Mind the Gap!

New York Theatre Workshop, which is the theatre I chose for my Antigone project and is still proving to catch my interest as a company, has a playwrighting and theatre-making series called Mind the Gap that was created in 2009.

The way it works: for 10 weeks a group of teenagers converse and share stories with people over 60, whom they’ve never met before. Starting off as a larger group, by the end of the program pairs will be formed and writings will be developed based on their partners life. And then read by a professional actor!

What an exciting series! Especially with our discussions revolving around the disappearing or confusing role of the playwright in theatre today. I think this is a really innovative way for theatre artists to become inspired by a completely blank slate. No prior judgement about telling a family story or a friends deepest secret. The way they set it up, you’re stories are being theatrically created through a complete strangers eyes – who will bring their own conceptions and thoughts to what you bring.

I remember last year in playwrighting and adapatation, I struggled to find the right inspiration that would fuel my process along. There’s a sort of healthy distancing in the way the NYTW has set up this workshop series – these plays don’t necessarily become therapeutic but purely artistic. In a world where this line can be easily blurred, this is a great opportunity to create something that is maybe non-existent in your own world.

It also brings up an interesting question about the art of telling stories:

“It’s interesting to see what people focus on, why they tell the stories they do,” Mr. Lewin says. “Who really knows what’s been a defining story in someone’s life? It might have been something small.”

I love this! Why do we feel the need to tell the particular stories we tell? Maybe we need an objective, random, complete stranger to figure out that spark in us. And how does a story build when being feed through the original source to a voice nearly 50 years older than you and then to an unknowing actor and then, hopefully, to an audience of hundreds? Its a really wonderful, innovation and simplistic creation by the NYTW.

#### [Extracted data]
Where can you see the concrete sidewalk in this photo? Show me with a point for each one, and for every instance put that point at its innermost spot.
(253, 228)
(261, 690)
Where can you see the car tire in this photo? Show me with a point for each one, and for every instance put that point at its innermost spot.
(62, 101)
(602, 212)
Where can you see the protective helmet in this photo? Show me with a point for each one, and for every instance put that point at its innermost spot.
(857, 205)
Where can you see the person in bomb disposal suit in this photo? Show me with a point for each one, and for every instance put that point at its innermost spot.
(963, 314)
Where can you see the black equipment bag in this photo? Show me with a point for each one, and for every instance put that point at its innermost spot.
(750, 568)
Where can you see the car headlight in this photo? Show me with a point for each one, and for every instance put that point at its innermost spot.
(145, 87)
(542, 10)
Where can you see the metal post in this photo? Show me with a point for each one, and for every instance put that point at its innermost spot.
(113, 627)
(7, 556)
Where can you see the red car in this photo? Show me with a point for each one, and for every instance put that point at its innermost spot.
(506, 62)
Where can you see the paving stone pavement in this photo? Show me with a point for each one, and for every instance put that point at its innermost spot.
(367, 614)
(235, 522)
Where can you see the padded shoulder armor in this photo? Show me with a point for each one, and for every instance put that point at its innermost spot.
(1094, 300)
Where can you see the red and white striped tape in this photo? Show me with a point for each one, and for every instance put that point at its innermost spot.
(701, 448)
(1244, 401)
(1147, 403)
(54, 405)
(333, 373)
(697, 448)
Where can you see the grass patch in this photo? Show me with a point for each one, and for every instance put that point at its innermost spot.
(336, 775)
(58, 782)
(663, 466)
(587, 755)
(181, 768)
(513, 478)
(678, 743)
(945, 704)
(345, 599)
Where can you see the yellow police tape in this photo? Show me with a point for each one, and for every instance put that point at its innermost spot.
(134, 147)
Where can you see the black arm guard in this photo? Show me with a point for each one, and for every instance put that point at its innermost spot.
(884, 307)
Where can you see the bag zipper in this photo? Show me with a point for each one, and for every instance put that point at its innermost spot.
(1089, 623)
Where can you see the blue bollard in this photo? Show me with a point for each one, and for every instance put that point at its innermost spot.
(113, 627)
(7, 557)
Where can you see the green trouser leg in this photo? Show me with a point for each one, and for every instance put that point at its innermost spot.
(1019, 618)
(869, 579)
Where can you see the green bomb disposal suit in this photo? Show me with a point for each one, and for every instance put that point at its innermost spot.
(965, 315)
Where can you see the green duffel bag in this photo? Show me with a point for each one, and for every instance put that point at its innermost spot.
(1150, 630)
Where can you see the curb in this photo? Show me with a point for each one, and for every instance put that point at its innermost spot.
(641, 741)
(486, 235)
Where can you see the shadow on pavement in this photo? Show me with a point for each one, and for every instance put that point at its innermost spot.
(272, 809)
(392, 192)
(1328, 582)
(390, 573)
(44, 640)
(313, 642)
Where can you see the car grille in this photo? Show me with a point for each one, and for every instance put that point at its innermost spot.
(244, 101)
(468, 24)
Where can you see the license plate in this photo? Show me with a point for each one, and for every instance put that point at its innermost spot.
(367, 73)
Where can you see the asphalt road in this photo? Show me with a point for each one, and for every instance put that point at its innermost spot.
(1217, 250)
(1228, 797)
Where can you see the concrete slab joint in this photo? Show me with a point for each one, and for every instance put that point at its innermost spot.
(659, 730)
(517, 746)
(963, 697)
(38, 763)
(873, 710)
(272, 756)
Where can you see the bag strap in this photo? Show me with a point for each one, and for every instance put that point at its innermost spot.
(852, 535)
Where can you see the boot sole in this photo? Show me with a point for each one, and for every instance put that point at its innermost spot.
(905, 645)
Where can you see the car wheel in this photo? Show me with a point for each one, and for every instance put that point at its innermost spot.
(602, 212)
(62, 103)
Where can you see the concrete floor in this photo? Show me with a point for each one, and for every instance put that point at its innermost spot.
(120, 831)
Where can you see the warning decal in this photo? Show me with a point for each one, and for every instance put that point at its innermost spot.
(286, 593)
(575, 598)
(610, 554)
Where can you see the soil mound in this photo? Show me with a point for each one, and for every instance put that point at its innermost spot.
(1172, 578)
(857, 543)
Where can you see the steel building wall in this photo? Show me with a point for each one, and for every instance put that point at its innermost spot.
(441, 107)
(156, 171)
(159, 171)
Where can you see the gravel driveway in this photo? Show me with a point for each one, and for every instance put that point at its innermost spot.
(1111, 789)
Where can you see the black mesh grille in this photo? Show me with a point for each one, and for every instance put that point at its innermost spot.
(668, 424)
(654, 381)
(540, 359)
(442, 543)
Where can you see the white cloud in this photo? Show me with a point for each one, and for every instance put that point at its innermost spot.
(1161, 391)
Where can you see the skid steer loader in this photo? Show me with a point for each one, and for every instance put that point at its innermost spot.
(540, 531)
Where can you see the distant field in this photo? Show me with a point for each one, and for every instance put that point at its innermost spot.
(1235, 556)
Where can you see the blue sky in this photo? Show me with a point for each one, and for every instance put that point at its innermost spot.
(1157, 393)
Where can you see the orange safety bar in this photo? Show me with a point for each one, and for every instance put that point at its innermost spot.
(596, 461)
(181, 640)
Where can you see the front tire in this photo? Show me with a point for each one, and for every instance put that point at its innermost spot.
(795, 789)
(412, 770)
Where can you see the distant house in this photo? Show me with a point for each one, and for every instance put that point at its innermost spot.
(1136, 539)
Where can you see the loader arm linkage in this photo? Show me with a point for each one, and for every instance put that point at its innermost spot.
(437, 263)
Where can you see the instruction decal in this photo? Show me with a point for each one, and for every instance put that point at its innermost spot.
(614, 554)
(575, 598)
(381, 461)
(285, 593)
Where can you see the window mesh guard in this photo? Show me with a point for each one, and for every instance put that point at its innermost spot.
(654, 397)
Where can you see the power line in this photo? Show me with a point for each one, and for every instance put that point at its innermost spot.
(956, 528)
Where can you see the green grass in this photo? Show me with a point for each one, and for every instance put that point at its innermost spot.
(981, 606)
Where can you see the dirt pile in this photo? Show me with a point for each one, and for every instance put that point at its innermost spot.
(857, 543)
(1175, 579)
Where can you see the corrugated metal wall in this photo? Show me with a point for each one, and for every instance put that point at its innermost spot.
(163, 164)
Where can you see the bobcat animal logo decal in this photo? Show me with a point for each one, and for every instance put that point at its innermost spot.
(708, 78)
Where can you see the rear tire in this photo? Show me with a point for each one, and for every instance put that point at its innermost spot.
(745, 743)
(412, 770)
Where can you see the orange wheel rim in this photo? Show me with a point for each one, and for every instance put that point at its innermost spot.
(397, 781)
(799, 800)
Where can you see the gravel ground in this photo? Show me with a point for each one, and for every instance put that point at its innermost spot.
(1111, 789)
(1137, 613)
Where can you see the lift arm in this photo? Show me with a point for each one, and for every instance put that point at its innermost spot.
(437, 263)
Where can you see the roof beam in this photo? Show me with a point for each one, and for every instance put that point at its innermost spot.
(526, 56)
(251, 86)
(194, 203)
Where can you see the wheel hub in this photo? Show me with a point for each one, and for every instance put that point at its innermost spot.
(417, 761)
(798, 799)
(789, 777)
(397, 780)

#### [List of tasks]
1) According to the post about Mind the Gap, why does the way the workshop series is set up create a "healthy distancing"? Answer in one to three sentences.
2) In the post about Mind the Gap, how long do the teenagers and the people over 60 spend conversing and sharing stories?
None of the data above is needed here.

#### [Answers per task]
1) The setup means the plays don't necessarily become therapeutic but purely artistic. Since that line can easily blur, the series offers a chance to create something that may not exist in the writer's own world.

2) They spend 10 weeks.